- Problem statement: According to the article on Yim v. City of Seattle, what does the city ordinance require a landlord to do when leasing property?

- Supplied text:
April 29, 2019
Washington Supreme Court decided standard of review.
Case remanded to district court.
In Yim v. City of Seattle, the plaintiffs are challenging a city ordinance that requires them to conduct what are known as “first-in-time” rentals when they lease property. This means that a landlord is required to accept the first applicant who meets the written qualifications to rent a home or apartment. While this might sound benign in the abstract, in practice it means that landlords may not request screening services for applicants. Screening companies cannot pull the criminal history of housing applicants or provide that information to landlords. Thus, the first-in-time rule attempts to serve a noble purpose—preventing racial discrimination among landlords—in an unfair and unconstitutional manner.
On appeal to the Washington Supreme Court, the case presents an important question: Should state constitutions be read the same as the U.S. Constitution, or should state courts use them to provide greater protection for individual rights? This, a longstanding question in legal circles, is the topic of an amicus brief that the Goldwater Institute submitted in the case. (The Institute is currently suing Seattle to defend the property rights of Seattleites who conduct short-term rentals on their property. The outcome of Yim will play an important role in that case.)

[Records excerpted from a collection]
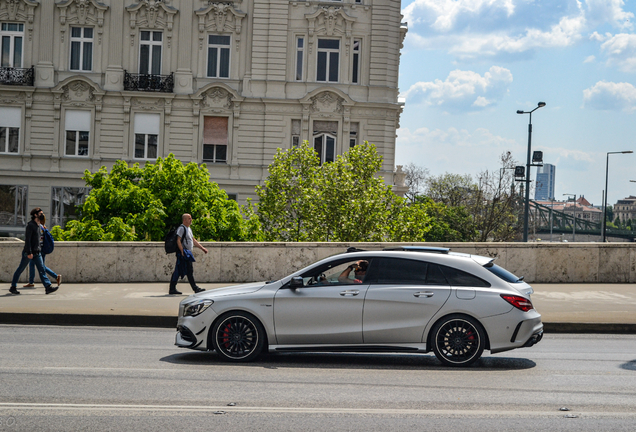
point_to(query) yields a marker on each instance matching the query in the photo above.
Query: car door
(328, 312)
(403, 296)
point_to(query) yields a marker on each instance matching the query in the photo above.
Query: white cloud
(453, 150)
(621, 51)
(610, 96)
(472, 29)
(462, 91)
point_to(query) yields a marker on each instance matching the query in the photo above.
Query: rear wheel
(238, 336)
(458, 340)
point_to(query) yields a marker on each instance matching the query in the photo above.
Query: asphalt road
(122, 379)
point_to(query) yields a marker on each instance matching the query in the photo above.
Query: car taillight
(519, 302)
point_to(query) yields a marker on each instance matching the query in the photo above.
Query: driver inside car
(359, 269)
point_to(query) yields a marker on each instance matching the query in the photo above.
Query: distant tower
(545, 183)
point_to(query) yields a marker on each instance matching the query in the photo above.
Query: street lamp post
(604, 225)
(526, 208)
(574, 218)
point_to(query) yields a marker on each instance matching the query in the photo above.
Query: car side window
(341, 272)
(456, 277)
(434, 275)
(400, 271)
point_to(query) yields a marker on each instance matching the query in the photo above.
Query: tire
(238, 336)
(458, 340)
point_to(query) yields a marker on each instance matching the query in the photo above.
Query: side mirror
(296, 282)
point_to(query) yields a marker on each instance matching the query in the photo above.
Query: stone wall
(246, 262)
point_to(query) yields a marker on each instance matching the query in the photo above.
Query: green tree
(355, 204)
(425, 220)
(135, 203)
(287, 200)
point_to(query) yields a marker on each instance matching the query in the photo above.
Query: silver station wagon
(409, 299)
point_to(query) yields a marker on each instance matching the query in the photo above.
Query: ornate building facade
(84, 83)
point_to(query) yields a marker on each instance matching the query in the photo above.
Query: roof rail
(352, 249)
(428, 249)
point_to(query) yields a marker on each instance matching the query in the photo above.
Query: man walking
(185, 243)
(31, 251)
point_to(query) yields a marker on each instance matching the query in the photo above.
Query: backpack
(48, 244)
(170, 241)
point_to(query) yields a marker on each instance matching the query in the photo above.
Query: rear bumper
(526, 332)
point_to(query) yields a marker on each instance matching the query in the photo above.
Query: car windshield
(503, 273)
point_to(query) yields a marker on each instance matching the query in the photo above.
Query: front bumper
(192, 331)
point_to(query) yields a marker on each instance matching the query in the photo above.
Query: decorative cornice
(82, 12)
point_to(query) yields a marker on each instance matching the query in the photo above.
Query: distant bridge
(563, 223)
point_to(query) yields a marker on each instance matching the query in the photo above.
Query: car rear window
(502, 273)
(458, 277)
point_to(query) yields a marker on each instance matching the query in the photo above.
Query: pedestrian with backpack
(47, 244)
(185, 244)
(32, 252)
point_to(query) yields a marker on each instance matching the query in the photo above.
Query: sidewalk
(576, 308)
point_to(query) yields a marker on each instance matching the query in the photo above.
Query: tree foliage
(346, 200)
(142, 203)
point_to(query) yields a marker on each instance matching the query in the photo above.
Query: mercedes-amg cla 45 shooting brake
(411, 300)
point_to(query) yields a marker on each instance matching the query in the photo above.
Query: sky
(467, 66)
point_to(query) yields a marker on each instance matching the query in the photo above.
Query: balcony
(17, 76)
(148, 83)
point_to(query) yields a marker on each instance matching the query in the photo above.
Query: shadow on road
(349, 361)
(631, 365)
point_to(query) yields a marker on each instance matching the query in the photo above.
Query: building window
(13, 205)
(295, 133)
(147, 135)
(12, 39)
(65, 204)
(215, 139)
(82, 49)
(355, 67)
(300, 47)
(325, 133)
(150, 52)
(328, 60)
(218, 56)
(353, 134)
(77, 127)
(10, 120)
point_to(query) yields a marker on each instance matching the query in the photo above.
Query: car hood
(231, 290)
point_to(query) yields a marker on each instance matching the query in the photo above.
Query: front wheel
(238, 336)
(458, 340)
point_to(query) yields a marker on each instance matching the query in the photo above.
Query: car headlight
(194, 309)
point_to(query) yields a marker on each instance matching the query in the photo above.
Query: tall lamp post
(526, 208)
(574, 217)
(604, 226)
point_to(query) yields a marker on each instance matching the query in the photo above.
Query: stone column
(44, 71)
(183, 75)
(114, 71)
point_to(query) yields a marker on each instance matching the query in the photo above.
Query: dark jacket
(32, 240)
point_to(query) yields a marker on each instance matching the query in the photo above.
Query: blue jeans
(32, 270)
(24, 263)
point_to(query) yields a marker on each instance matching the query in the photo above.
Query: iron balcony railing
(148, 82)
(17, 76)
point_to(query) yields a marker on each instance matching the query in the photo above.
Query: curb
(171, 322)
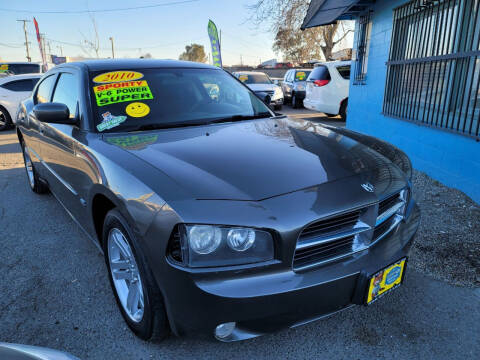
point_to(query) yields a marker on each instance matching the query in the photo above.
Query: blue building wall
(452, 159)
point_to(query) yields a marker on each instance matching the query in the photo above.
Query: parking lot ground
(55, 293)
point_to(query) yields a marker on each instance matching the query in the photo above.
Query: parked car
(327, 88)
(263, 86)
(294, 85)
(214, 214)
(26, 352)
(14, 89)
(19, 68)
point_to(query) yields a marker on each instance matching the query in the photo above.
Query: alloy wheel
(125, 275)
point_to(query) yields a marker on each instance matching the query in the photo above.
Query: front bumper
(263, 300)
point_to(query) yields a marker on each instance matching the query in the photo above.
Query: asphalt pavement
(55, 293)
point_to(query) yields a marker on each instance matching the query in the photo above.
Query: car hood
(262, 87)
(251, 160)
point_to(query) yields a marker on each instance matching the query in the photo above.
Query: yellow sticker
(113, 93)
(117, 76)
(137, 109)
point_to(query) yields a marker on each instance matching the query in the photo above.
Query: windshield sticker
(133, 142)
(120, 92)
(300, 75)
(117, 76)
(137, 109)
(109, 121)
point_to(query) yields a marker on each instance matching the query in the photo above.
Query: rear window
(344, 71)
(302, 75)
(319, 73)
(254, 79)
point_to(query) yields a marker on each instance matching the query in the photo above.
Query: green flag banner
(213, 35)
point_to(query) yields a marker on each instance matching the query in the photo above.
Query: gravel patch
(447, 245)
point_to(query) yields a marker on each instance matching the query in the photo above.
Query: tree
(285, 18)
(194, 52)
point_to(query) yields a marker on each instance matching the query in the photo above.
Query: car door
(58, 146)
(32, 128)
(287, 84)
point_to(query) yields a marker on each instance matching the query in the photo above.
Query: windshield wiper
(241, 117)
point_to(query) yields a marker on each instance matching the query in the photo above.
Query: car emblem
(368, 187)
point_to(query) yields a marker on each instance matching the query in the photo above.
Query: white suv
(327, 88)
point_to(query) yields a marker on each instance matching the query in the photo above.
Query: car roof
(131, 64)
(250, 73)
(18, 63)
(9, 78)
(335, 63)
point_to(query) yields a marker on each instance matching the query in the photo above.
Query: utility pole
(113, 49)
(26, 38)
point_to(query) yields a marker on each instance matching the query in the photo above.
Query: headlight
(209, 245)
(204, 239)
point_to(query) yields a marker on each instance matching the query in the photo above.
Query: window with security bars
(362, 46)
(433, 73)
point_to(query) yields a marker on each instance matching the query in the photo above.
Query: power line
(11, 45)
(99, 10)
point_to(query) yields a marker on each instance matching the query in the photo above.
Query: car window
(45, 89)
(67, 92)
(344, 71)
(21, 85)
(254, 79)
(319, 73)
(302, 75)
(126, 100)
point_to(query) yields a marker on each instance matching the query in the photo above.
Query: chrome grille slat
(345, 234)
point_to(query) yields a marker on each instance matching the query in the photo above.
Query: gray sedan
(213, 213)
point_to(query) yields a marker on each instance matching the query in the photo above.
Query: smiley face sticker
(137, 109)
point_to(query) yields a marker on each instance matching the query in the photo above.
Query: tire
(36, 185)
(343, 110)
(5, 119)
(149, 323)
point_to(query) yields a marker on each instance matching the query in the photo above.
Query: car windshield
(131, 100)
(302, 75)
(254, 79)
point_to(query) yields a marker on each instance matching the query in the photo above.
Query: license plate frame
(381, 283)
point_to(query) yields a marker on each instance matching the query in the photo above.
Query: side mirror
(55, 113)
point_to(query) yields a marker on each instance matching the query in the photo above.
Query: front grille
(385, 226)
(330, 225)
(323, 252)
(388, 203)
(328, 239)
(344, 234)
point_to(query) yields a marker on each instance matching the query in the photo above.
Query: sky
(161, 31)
==
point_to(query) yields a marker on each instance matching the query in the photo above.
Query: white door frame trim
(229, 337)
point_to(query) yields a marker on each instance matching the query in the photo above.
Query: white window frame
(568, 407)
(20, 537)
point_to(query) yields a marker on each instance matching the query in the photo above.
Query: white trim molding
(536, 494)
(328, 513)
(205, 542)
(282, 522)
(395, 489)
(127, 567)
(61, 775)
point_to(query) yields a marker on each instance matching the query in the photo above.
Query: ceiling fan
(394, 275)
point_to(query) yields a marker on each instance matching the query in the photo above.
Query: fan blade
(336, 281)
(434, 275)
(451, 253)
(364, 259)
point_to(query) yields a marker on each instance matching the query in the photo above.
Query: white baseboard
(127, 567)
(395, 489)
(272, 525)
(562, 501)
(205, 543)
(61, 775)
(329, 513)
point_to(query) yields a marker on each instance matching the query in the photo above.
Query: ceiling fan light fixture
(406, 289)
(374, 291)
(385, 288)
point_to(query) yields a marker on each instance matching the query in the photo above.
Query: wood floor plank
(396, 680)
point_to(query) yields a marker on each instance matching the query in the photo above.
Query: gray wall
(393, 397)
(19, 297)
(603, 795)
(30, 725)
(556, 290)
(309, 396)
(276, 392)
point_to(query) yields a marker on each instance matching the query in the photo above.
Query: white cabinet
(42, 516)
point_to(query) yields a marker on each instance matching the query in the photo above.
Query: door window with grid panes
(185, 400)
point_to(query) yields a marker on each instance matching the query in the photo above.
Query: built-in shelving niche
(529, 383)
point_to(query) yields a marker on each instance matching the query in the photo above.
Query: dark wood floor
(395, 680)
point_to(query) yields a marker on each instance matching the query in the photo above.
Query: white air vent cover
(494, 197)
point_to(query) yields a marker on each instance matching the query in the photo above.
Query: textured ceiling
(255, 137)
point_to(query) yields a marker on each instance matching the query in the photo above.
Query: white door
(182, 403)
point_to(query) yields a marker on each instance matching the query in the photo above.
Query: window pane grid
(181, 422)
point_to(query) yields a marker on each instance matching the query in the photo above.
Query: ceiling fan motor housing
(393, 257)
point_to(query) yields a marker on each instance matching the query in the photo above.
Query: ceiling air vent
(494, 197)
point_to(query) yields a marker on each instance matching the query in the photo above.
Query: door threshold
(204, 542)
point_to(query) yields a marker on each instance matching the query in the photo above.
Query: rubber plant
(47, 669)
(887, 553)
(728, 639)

- Answer area: Accept the first applicant who meets the written qualifications to rent a home or apartment.